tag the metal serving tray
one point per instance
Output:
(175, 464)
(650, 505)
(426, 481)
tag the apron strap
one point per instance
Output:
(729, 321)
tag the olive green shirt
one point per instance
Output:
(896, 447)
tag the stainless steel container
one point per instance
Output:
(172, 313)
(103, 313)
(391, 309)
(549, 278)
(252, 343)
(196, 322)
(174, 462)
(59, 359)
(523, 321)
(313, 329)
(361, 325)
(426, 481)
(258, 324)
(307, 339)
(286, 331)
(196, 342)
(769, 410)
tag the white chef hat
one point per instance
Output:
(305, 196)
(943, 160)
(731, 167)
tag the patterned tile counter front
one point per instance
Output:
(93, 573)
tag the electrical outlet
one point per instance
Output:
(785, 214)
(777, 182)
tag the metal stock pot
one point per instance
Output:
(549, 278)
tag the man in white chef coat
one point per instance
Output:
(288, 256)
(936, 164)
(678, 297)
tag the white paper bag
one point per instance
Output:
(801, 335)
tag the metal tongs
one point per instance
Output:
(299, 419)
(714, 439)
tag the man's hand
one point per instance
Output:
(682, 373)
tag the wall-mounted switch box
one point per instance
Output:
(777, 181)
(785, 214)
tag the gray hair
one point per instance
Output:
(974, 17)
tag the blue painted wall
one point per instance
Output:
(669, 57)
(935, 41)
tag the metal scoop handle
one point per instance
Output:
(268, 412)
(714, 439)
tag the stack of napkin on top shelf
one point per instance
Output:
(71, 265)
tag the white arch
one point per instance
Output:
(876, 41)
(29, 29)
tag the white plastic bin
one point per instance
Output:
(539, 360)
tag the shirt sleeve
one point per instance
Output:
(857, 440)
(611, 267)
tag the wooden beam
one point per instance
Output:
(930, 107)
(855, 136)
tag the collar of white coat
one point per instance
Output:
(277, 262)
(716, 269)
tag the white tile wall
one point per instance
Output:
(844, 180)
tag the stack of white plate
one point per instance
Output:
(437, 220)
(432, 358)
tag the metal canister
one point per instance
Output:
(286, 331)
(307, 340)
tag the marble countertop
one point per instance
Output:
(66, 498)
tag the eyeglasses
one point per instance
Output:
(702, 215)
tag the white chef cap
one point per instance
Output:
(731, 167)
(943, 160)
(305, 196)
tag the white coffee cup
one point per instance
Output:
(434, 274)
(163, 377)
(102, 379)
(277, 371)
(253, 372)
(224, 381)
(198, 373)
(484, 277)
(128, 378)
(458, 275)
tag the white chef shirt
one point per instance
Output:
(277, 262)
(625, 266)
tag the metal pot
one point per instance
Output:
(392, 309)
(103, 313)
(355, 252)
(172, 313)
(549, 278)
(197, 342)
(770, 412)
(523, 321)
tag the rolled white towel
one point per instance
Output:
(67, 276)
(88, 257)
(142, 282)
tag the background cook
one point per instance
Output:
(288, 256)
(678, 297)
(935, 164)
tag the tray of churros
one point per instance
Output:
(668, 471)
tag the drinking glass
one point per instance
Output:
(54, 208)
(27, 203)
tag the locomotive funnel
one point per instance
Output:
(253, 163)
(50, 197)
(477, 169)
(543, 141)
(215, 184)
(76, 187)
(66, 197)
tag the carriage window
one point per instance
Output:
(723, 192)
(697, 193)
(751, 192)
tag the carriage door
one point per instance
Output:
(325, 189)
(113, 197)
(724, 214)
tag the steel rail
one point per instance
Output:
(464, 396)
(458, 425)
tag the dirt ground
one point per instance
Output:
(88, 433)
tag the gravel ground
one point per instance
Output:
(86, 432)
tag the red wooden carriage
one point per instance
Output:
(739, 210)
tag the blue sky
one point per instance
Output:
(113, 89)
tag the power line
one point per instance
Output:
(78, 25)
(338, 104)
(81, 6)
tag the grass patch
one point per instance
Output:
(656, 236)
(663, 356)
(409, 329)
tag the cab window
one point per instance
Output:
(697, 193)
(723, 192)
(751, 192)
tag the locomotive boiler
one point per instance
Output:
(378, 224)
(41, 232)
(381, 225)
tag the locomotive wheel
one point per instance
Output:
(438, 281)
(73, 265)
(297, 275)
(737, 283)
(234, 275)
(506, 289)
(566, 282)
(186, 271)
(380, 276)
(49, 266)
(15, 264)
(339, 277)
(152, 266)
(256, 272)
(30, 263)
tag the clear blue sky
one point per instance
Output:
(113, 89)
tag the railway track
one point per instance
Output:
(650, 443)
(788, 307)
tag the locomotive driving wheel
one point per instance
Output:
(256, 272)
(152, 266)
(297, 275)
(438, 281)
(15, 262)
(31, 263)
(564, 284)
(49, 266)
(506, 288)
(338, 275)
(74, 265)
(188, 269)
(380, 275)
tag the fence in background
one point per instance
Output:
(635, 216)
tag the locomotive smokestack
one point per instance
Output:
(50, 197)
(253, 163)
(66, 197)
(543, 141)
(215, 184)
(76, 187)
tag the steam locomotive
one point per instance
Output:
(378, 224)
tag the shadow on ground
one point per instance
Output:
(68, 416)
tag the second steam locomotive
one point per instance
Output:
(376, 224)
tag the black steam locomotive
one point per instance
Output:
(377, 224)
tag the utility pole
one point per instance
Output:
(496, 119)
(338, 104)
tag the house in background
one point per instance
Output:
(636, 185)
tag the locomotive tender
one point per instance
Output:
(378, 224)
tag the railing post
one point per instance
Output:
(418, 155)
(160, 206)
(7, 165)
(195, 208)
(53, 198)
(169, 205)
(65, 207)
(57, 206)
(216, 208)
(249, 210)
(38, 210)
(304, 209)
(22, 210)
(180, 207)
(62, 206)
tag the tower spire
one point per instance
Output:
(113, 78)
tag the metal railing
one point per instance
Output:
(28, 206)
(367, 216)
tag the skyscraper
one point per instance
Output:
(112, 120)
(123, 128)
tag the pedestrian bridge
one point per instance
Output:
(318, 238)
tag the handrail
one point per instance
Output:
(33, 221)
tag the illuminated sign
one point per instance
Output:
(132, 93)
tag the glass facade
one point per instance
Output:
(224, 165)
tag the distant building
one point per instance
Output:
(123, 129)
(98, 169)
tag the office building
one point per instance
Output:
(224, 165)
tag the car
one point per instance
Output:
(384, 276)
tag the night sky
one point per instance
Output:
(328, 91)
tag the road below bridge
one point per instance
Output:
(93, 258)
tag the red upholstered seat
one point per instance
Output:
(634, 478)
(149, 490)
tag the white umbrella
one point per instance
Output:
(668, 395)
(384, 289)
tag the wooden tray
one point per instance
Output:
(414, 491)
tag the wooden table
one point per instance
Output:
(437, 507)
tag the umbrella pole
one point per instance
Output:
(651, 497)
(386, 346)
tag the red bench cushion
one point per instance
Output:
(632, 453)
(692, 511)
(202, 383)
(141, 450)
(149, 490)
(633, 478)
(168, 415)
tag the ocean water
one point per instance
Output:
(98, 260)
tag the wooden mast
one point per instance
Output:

--

EXERCISE INSTRUCTIONS: From the listing above, copy all lines holding the word "coat".

WRITTEN SOLUTION:
tag the man in white chef coat
tag the collar of white coat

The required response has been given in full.